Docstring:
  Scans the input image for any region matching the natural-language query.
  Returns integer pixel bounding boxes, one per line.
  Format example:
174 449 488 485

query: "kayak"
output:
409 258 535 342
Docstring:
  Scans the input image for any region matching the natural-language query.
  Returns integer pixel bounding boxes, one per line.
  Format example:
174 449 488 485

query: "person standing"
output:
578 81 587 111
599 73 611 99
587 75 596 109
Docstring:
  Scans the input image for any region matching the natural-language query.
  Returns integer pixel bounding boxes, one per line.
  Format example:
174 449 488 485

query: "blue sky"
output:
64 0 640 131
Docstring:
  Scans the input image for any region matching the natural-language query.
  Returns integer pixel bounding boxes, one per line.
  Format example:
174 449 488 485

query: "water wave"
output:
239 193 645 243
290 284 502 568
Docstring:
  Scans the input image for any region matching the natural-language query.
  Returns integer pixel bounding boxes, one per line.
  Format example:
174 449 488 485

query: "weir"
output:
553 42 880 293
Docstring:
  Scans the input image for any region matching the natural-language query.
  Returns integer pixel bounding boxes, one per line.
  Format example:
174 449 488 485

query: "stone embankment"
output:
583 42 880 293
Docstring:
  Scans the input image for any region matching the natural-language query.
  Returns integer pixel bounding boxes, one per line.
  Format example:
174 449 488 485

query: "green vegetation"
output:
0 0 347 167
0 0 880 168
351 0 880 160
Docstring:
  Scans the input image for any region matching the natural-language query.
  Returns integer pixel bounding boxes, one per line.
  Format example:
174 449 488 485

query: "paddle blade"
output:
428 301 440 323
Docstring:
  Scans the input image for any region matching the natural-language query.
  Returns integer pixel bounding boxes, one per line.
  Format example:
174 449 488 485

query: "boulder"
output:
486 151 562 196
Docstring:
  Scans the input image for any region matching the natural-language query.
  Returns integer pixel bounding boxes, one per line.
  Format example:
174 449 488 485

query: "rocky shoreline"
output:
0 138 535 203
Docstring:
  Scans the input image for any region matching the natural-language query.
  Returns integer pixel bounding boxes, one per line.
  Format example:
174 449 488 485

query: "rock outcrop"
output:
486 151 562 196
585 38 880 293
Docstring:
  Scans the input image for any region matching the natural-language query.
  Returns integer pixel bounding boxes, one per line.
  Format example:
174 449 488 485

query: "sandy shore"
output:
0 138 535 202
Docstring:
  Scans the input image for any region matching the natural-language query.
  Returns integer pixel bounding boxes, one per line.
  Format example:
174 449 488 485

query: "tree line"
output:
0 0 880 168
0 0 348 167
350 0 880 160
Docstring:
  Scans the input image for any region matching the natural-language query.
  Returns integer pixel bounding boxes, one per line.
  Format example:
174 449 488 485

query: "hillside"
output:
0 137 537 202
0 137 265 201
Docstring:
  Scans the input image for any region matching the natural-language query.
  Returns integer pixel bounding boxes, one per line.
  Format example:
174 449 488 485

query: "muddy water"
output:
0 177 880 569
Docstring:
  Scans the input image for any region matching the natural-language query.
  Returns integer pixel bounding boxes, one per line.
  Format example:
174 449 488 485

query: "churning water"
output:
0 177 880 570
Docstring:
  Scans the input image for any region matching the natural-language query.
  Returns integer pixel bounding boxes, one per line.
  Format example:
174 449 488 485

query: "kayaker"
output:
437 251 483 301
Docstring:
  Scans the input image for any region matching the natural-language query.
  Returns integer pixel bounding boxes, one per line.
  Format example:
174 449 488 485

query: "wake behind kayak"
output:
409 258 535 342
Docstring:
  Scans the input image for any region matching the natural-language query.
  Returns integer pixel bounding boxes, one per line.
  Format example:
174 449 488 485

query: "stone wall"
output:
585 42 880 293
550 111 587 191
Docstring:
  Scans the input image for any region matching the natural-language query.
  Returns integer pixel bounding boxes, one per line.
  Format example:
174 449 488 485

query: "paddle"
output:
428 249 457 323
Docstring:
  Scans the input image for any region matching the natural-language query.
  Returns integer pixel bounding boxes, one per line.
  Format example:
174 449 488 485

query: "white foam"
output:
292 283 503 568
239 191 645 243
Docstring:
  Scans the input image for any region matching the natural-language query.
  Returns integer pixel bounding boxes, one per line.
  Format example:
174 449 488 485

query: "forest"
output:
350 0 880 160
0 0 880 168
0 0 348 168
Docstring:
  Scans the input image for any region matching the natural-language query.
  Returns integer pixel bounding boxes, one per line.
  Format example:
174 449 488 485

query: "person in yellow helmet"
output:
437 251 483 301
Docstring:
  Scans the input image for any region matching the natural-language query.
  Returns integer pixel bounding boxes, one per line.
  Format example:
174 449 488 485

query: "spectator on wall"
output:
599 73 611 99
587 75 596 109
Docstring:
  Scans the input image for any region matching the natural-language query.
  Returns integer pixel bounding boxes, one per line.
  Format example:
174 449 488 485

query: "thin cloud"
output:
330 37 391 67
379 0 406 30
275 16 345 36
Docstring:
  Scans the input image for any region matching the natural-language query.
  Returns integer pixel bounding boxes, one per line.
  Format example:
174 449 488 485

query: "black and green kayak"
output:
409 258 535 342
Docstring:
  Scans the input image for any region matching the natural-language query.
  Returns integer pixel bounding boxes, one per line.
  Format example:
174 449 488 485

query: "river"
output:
============================================================
#### STATED TASK
The data above must be returned in full, exactly as written.

#### SOLUTION TO THIS PROBLEM
Docstring:
  Scans the input image for any region matching the natural-language query.
  Returns integer pixel bounding boxes, one per line.
  Format example:
174 449 488 485

query: "kayak"
output:
409 258 535 342
Docstring:
  Scans the input image for any region matching the natural-language query.
  Returns integer pixel bounding boxes, one per line.
  Format example:
174 449 488 485

query: "person standing"
output:
578 81 587 111
599 73 611 99
587 75 596 109
Docstring:
  Scans the input image for any region matching the natural-language query.
  Returns integer pixel bounding boxes, one per line.
  Format example:
174 449 488 485

query: "blue sky"
output:
64 0 640 131
Docstring:
  Scans the input image for any region matching the natural-language query.
  Returns integer pixel bounding boxes, one per line.
  Format example:
174 449 488 485

query: "water wave"
output:
239 193 645 243
290 284 502 568
Docstring:
  Scans the input image for any region matching the natural-language query.
  Returns integer pixel bounding boxes, one per line.
  Format example:
174 449 488 485

query: "weir"
output:
553 42 880 293
Docstring:
  Scans the input image for any region matching the natural-language query.
  Returns integer pixel bounding boxes, one per line.
  Format example:
174 449 488 485

query: "stone embankment"
output:
583 42 880 293
Docstring:
  Scans the input image for any region matching the natural-language query.
  Returns integer pixel bounding boxes, one per line.
  Format example:
174 449 488 485

query: "green vegetation"
output:
0 0 347 167
0 0 880 168
351 0 880 160
Docstring:
  Scans the input image for any region matching the natural-language query.
  Returns integer pixel bounding boxes, one per line.
  Format example:
174 449 488 485

query: "paddle blade"
output:
428 301 440 323
Docstring:
  Scans the input image for any region matching the natural-language query.
  Returns integer pixel bounding boxes, one per line.
  Format example:
174 449 488 485

query: "boulder"
output:
486 151 562 196
Docstring:
  Scans the input image for any region matching the natural-language query.
  Returns integer pixel bounding boxes, one per line.
  Format example:
174 449 488 485

query: "rocky shoreline"
output:
0 138 535 203
Docstring:
  Scans the input image for any region matching the natural-language query.
  Returns integer pixel bounding boxes, one per line.
  Format example:
174 449 488 485

query: "rock outcrop"
output:
486 151 562 196
585 38 880 293
Docstring:
  Scans the input image for any region matching the natural-language query.
  Returns integer pixel bounding boxes, one per line.
  Format example:
174 449 488 485

query: "sandy shore"
output:
0 138 535 202
Docstring:
  Scans the input image for any region matching the natural-language query.
  Returns integer pixel bounding boxes, one per line.
  Format example:
174 449 488 485

query: "tree line"
output:
0 0 880 168
0 0 348 167
350 0 880 160
Docstring:
  Scans the input image for any region matching the natural-language query.
  Returns integer pixel bounding boxes, one per line.
  Format example:
174 449 488 485

query: "hillside"
output:
0 137 537 202
0 137 265 201
Docstring:
  Scans the input image for any region matching the natural-language query.
  Returns integer pixel bounding boxes, one per line.
  Format example:
174 449 488 485

query: "muddy water"
output:
0 177 880 569
Docstring:
  Scans the input image for any region matching the natural-language query.
  Returns integer pixel bounding boxes, one per line.
  Format example:
174 449 488 485

query: "churning water"
output:
0 177 880 570
Docstring:
  Scans the input image for any region matching the natural-language query.
  Returns integer pixel bounding boxes, one per line.
  Format example:
174 449 488 485

query: "kayaker"
output:
437 251 483 301
Docstring:
  Scans the input image for any region matching the natural-language query.
  Returns integer pixel bounding boxes, one per line.
  Format example:
174 449 488 485

query: "wake behind kayak"
output:
409 258 535 342
Docstring:
  Scans the input image for any region matching the natural-language query.
  Returns integer pixel bounding boxes, one per line.
  Format example:
174 449 488 485

query: "stone wall"
output:
585 42 880 293
550 111 587 191
Docstring:
  Scans the input image for any region matching the natural-language query.
  Returns integer pixel bounding boxes, one per line.
  Format example:
174 449 488 485

query: "paddle"
output:
428 249 457 323
Docstring:
  Scans the input image for any region matching the natural-language query.
  Returns integer pixel bounding boxes, one per line.
  Format example:
174 449 488 485

query: "white foam"
output:
292 283 503 568
239 191 645 243
Docstring:
  Scans the input image for any region matching the natural-language query.
  Returns integer pixel bounding boxes, one per line.
  Format example:
174 449 488 485

query: "forest"
output:
350 0 880 160
0 0 880 168
0 0 348 168
Docstring:
  Scans the input image for any region matching the natural-language query.
  Returns integer pixel bounding boxes, one per line.
  Format example:
174 449 488 485

query: "person in yellow helmet"
output:
437 251 483 301
Docstring:
  Scans the input image for any region matching the natural-language query.
  Returns integer pixel bounding boxes, one per line.
  Format example:
174 449 488 485

query: "spectator on wall"
output:
599 73 611 99
587 75 596 109
Docstring:
  Scans the input image for any region matching the natural-language query.
  Returns integer pixel bounding boxes, one per line.
  Format example:
174 449 488 485

query: "thin cloud"
output:
330 37 391 67
379 0 406 30
275 16 345 36
Docstring:
  Scans the input image for any region matching the natural-language query.
  Returns integer pixel bounding boxes, one per line.
  Format example:
174 449 488 485

query: "black and green kayak"
output:
409 258 535 342
Docstring:
  Scans the input image for any region matching the natural-language query.
  Returns integer pixel bounding boxes, one per line.
  Format example:
174 449 488 485

query: "river"
output:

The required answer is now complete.